• **Exercise goal**: Please copy out the lines below, substituting "one point per instance" for every occurrence of "one dot per instance" and leaving everything else as it is.

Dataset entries
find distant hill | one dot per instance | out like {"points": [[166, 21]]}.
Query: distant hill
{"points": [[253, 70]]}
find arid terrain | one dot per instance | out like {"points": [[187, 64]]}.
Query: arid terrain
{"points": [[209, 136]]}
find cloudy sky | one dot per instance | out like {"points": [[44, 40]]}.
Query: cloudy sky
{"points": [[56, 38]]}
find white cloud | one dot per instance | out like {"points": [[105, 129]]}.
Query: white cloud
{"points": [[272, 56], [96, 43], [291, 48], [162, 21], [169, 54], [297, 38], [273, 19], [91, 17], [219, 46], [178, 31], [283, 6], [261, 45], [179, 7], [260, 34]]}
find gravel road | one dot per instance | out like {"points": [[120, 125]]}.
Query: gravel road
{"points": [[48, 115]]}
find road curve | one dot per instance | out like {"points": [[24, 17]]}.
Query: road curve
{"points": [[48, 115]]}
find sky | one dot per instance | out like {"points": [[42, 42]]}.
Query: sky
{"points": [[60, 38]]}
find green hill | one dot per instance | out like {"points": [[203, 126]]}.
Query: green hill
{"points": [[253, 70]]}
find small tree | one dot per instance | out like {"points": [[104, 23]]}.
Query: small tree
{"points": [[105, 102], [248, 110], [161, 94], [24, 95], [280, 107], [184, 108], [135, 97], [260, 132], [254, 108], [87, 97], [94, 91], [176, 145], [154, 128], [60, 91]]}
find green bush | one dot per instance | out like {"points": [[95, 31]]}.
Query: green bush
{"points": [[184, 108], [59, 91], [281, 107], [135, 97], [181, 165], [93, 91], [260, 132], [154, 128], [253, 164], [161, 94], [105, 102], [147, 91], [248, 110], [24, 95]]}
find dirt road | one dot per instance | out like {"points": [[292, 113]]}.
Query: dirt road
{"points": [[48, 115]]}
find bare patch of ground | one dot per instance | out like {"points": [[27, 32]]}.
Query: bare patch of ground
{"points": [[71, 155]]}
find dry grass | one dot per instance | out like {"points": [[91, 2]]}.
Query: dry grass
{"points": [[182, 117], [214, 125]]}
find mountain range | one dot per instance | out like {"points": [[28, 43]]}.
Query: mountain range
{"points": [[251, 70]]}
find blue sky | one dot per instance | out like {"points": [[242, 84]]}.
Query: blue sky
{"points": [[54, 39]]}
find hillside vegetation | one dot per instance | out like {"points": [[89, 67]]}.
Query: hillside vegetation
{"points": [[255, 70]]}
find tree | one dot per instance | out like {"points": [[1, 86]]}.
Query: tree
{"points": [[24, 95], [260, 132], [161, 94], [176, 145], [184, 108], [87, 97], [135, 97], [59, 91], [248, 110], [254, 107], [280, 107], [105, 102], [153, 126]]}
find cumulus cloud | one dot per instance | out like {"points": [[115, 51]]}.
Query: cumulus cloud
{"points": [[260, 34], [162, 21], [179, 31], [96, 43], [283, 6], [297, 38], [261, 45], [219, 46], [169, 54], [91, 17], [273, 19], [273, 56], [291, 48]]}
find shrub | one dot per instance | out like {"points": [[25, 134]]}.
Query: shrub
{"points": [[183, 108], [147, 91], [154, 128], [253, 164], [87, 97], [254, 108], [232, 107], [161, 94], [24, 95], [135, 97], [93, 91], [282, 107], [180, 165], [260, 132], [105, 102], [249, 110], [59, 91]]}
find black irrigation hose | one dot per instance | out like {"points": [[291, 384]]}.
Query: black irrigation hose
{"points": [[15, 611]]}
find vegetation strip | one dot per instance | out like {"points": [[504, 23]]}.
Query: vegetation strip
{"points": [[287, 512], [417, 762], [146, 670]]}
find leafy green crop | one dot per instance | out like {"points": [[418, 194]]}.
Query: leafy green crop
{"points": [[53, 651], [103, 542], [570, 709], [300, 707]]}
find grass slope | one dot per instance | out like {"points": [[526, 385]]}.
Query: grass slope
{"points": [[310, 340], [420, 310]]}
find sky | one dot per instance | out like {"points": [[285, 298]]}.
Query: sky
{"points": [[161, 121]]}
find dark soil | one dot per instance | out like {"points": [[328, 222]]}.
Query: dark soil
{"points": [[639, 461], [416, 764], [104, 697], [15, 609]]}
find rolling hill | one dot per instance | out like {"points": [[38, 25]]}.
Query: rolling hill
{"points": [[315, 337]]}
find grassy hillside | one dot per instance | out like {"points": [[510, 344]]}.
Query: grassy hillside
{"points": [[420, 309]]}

• **Correct output**:
find distant hill | one point per instance | out like {"points": [[166, 21]]}.
Query: distant hill
{"points": [[253, 70]]}
find arid terrain | one point per instance | out like {"points": [[187, 64]]}.
Query: arid terrain
{"points": [[209, 136]]}
find cloudy sky | one point per instance | out like {"points": [[44, 40]]}.
Query: cloudy sky
{"points": [[56, 38]]}
find white cloud | one point per instance | out like {"points": [[105, 129]]}.
Query: white cloud
{"points": [[272, 56], [96, 43], [291, 48], [162, 21], [169, 54], [297, 38], [273, 19], [91, 17], [219, 46], [178, 31], [283, 6], [261, 45], [179, 7], [260, 34]]}
find gravel road | one point per instance | out like {"points": [[120, 125]]}.
Query: gravel road
{"points": [[48, 115]]}
find road curve | one point per instance | out like {"points": [[24, 17]]}.
Query: road curve
{"points": [[48, 115]]}
find sky | one point per instance | out like {"points": [[42, 42]]}.
Query: sky
{"points": [[60, 38]]}
find green hill | one point per instance | out like {"points": [[203, 126]]}.
Query: green hill
{"points": [[253, 70]]}
find small tree | one point per instance | out like {"points": [[104, 23]]}.
Query: small tree
{"points": [[105, 102], [248, 110], [161, 94], [24, 95], [280, 107], [184, 108], [135, 97], [260, 132], [254, 108], [87, 97], [94, 91], [176, 145], [154, 128], [60, 91]]}
find green bush | one point per instance | out like {"points": [[95, 31]]}.
Query: green bush
{"points": [[184, 108], [59, 91], [281, 107], [135, 97], [181, 165], [93, 91], [260, 132], [154, 128], [253, 164], [161, 94], [105, 102], [147, 91], [248, 110], [24, 95]]}
find dirt road | one point per instance | out like {"points": [[292, 113]]}.
Query: dirt road
{"points": [[48, 115]]}
find bare patch of ground | one point per instance | out like {"points": [[27, 32]]}.
Query: bare patch of ground
{"points": [[71, 155]]}
find dry grass | one point per instance | out like {"points": [[91, 2]]}.
Query: dry grass
{"points": [[182, 117], [214, 125]]}
find mountain range | one point per instance | out like {"points": [[28, 43]]}.
Query: mountain range
{"points": [[251, 70]]}
find blue sky | one point per instance | out like {"points": [[242, 84]]}.
Query: blue sky
{"points": [[54, 39]]}
find hillside vegetation | one point per instance | out like {"points": [[89, 67]]}.
Query: hillside vegetation
{"points": [[255, 70]]}
find tree | one point per instance | out like {"points": [[1, 86]]}.
Query: tree
{"points": [[24, 95], [260, 132], [161, 94], [176, 145], [184, 108], [87, 97], [135, 97], [59, 91], [248, 110], [254, 107], [280, 107], [105, 102], [153, 126]]}
find cumulus cloud | one point per instance | out like {"points": [[115, 51]]}.
Query: cumulus cloud
{"points": [[260, 34], [162, 21], [179, 31], [96, 43], [283, 6], [297, 38], [261, 45], [219, 46], [169, 54], [91, 17], [273, 19], [273, 56], [291, 48]]}
find shrub | one point per instance | out like {"points": [[25, 134]]}.
Query: shrub
{"points": [[183, 108], [147, 91], [154, 128], [253, 164], [87, 97], [254, 108], [232, 107], [161, 94], [24, 95], [135, 97], [93, 91], [282, 107], [180, 165], [260, 132], [105, 102], [249, 110], [59, 91]]}
find black irrigation hose | one point per instance | out like {"points": [[291, 384]]}.
Query: black irrigation hose
{"points": [[15, 611]]}
find vegetation strip | one point per instance | out like {"points": [[504, 23]]}.
Query: vegetation strip
{"points": [[287, 512], [417, 762], [146, 670]]}
find leafy green crop | one point per instance | out like {"points": [[418, 194]]}.
Query: leafy green crop
{"points": [[53, 651], [103, 542], [570, 709], [300, 707]]}
find grass slope | one point per instance | out like {"points": [[526, 385]]}.
Query: grass slope
{"points": [[310, 340], [420, 310]]}
find sky | one point per instance | out like {"points": [[285, 298]]}.
Query: sky
{"points": [[161, 121]]}
find dark soil | one point per instance | out like {"points": [[328, 222]]}.
Query: dark soil
{"points": [[639, 461], [416, 764], [104, 697], [15, 609]]}
find rolling hill | one point per instance | out like {"points": [[38, 25]]}.
Query: rolling hill
{"points": [[315, 337]]}
find grassy hillside | one point per instance | out like {"points": [[510, 344]]}.
Query: grassy hillside
{"points": [[420, 309]]}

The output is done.